Segment Start: DATA FOR THE TASK

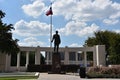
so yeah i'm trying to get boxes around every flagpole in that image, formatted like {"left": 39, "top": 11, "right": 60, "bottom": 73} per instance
{"left": 50, "top": 3, "right": 52, "bottom": 48}
{"left": 50, "top": 12, "right": 52, "bottom": 47}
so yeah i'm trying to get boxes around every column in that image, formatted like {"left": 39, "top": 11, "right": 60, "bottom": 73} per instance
{"left": 26, "top": 51, "right": 29, "bottom": 67}
{"left": 96, "top": 45, "right": 106, "bottom": 66}
{"left": 96, "top": 45, "right": 99, "bottom": 66}
{"left": 35, "top": 47, "right": 40, "bottom": 65}
{"left": 84, "top": 51, "right": 87, "bottom": 67}
{"left": 17, "top": 52, "right": 20, "bottom": 71}
{"left": 76, "top": 52, "right": 78, "bottom": 64}
{"left": 5, "top": 54, "right": 11, "bottom": 71}
{"left": 46, "top": 52, "right": 49, "bottom": 64}
{"left": 64, "top": 47, "right": 69, "bottom": 65}
{"left": 46, "top": 52, "right": 52, "bottom": 64}
{"left": 50, "top": 52, "right": 52, "bottom": 64}
{"left": 93, "top": 49, "right": 97, "bottom": 66}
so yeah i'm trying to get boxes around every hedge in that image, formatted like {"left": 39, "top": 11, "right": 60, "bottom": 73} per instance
{"left": 27, "top": 64, "right": 80, "bottom": 73}
{"left": 86, "top": 66, "right": 120, "bottom": 78}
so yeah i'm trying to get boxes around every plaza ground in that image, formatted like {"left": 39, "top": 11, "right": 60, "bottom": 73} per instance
{"left": 37, "top": 73, "right": 120, "bottom": 80}
{"left": 0, "top": 72, "right": 120, "bottom": 80}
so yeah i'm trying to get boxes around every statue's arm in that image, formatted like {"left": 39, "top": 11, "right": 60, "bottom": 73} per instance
{"left": 51, "top": 35, "right": 54, "bottom": 42}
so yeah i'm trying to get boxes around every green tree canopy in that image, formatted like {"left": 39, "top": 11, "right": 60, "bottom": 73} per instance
{"left": 0, "top": 10, "right": 19, "bottom": 54}
{"left": 84, "top": 30, "right": 120, "bottom": 64}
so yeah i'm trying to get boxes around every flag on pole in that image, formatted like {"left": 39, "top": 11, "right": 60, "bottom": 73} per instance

Segment End: DATA FOR THE TASK

EXERCISE AIM. Output all the material verbatim, skipping every image.

REPLY.
so yeah i'm trying to get boxes around every flagpole in that image, formatted like {"left": 39, "top": 11, "right": 60, "bottom": 73} per instance
{"left": 50, "top": 3, "right": 52, "bottom": 48}
{"left": 50, "top": 12, "right": 52, "bottom": 47}
so yeah i'm trying to get boxes around every column in that image, formatted like {"left": 39, "top": 11, "right": 60, "bottom": 73} per instance
{"left": 26, "top": 51, "right": 29, "bottom": 67}
{"left": 96, "top": 45, "right": 106, "bottom": 66}
{"left": 96, "top": 45, "right": 99, "bottom": 66}
{"left": 35, "top": 47, "right": 40, "bottom": 65}
{"left": 84, "top": 51, "right": 87, "bottom": 67}
{"left": 17, "top": 52, "right": 20, "bottom": 71}
{"left": 76, "top": 52, "right": 78, "bottom": 64}
{"left": 5, "top": 54, "right": 11, "bottom": 71}
{"left": 46, "top": 52, "right": 49, "bottom": 64}
{"left": 64, "top": 47, "right": 69, "bottom": 65}
{"left": 46, "top": 52, "right": 52, "bottom": 64}
{"left": 50, "top": 52, "right": 52, "bottom": 64}
{"left": 93, "top": 49, "right": 97, "bottom": 66}
so yeah i'm trying to get boxes around every hedge in that image, formatted like {"left": 39, "top": 11, "right": 60, "bottom": 73} per instance
{"left": 27, "top": 64, "right": 80, "bottom": 73}
{"left": 86, "top": 66, "right": 120, "bottom": 78}
so yeah i'm trying to get boxes around every plaza ground in that image, formatted like {"left": 39, "top": 11, "right": 60, "bottom": 73} per instance
{"left": 37, "top": 73, "right": 120, "bottom": 80}
{"left": 0, "top": 72, "right": 120, "bottom": 80}
so yeah i'm trying to get boxes around every statue's arm in that image, formatted like {"left": 39, "top": 11, "right": 60, "bottom": 73} per instance
{"left": 51, "top": 35, "right": 54, "bottom": 42}
so yeah i'm trying to get boxes around every green tree canopy in that image, formatted like {"left": 39, "top": 11, "right": 60, "bottom": 73} per instance
{"left": 0, "top": 10, "right": 19, "bottom": 54}
{"left": 84, "top": 30, "right": 120, "bottom": 64}
so yeah i'm trying to get boxes around every flag on pole in that image, formatted like {"left": 39, "top": 11, "right": 60, "bottom": 73} per instance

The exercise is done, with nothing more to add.